▸ **SOURCE DOCUMENT**
— Start —
[Martin Taylor 980303 10:20]

(The date stamp is when I created the first draft of this message. I have

witheld

posting it because I am not 100% sure of its correctness. I post it now so that

people more mathematically adept than I can check its correctness, and so that

those with simulation data can see whether in fact the prediction is accurate,

even if it is mathematically flawed).

I have about 100 messages unread since Saturday, but I thought I'd better

send this

out anyway.

## ···

-----------------------

This message was stimulated by the following exchange between Bill Powers

and Bruce Abbott.

+[From Bill Powers (980226.0148 MST)]

+

+Bruce Abbott (980225.2005 EST)--

+

+>>You haven't yet replied to my description of the correlations that are

+>>actually observed, which contradict what your common sense is telling you.

+>

+>I thought that this was it:

+>

+>>>In an

+>>>ideal control system, this immediate response means that e would never get

+>>>large enough even to detect, even though d and o varied over a wide range.

+>>>At these levels of variation, _observed_ changes in e would constitute

+>>>nothing but measurement error, and variation in e would appear uncorrelated

+>>>(except by chance) with d and with o.
— End —
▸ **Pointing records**
— Start —
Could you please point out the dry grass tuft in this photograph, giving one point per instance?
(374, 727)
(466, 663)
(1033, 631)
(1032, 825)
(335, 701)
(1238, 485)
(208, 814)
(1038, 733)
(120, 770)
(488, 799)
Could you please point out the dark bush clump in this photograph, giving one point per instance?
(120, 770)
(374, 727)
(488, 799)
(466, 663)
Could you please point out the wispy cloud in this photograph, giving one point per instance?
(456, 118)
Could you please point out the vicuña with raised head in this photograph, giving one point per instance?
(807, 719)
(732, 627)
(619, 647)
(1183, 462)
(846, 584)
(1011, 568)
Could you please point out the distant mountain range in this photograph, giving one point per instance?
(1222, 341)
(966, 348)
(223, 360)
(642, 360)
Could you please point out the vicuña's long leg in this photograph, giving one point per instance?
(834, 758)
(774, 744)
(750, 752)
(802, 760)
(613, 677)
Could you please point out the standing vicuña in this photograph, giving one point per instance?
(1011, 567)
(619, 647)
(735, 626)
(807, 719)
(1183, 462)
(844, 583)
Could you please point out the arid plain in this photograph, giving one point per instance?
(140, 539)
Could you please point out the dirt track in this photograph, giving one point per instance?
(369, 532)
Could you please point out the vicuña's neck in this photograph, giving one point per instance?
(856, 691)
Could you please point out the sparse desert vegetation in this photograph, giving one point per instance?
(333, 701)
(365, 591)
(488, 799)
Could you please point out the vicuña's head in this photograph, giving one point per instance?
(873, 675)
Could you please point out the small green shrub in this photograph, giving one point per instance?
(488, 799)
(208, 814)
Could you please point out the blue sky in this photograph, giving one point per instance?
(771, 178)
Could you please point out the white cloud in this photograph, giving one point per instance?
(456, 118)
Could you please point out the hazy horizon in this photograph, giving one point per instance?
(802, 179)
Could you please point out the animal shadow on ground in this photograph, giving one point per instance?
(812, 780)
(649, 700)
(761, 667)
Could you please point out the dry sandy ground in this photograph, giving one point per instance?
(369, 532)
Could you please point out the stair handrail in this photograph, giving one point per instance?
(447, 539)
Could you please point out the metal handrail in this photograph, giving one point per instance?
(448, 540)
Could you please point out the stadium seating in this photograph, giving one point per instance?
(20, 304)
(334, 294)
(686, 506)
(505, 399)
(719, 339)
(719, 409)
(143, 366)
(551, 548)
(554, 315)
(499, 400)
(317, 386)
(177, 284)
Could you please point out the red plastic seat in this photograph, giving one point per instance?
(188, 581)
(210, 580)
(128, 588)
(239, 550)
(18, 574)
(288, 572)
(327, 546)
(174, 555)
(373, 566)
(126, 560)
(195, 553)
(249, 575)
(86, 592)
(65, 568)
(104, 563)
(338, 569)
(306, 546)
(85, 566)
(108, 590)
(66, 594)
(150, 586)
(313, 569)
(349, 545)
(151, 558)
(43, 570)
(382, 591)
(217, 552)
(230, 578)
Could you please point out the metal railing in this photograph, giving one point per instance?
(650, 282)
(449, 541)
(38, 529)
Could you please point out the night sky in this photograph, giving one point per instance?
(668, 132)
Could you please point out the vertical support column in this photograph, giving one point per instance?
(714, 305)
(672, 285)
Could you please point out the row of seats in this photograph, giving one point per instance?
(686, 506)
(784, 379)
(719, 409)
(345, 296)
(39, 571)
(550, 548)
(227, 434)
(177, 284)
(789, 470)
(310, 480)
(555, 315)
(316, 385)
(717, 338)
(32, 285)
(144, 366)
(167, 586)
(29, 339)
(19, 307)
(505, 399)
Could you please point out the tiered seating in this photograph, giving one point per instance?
— End —
▸ **DIRECTION A**
Decide whether each statement below agrees with the mailing-list message, answering yes or no and quoting the words from the message that settle it: (i) The message was posted as soon as its first draft was written. (ii) The author has about 100 unread messages since Saturday. (iii) The message was prompted by an exchange between Bill Powers and Bruce Abbott.
▸ **DIRECTION B**
Condense the paragraph of the mailing-list message that begins "(The date stamp is when I created" into a shorter version that keeps its main facts.
▸ **DIRECTION C**
Extend the mailing-list message from the point where it stops.
The rows have no connection to the mailing-list message.

▸ **TASK ANSWER A**
(i) No: "I have witheld posting it because I am not 100% sure of its correctness."
(ii) Yes: "I have about 100 messages unread since Saturday"
(iii) Yes: "This message was stimulated by the following exchange between Bill Powers and Bruce Abbott."

▸ **TASK ANSWER B**
The date stamp shows when the first draft was written. Posting was held back because the author was not fully sure it was correct. It is being posted now so that more mathematically skilled readers can check it, and so that people with simulation data can test whether the prediction is accurate even if the math is flawed.

▸ **TASK ANSWER C**
+

+This isn't the actual explanation of the correlation phenomenon to which I

+refer. It's not a question of measurement error in observing an ideal

+control system. We see this effect in real data, measures of definitely

+non-ideal human control. We can measure the cv and the output more

+accurately than they can be controlled (cv) or varied (output) by the

+organism. The real explanation lies in system noise -- the fact that

+outputs and other variables show small spontaneous variations uncorrelated

+with changes in the disturbance.

I wanted to see if it was possible to say anything about the correlation

between the

perceptual signal and the disturbance signal of a control loop in the

absence of system

noise. It turned out to be possible, unless I've made some serious mistake.

So here's

the message as originally drafted.

-----------------------

The recent reincarnation of the discussion on the relation between the

disturbance signal and the perceptual signal has made possible an

interesting analysis. We can compute, at

least for the simplest control loop with a perfect integrator output

function, the maximum

possible correlation between the two signals as a function of the degree of

control.

If my analysis is correct, this maximum is 1/CR, where CR is the control

ratio--the

ratio between the magnitude of the amplitude of the variation in the perceptual

signal in the absence of control to its amplitude when control is in operation.

The correlation would be lower, if there is noise in the system.

I'll make a large caveat here. To me, this analysis seems too simple, and

I'd be

grateful if anyone can find an error that _increases_ the maximum

correlation possible

between p and d in this idealized maximally simple control loop, or show by

simulation

that the actual correlation is higher than the analysis shows. I submit the

analysis

because I can't by myself, see anything wrong with it, other than

approximations that

work in the direction of increasing the maximum.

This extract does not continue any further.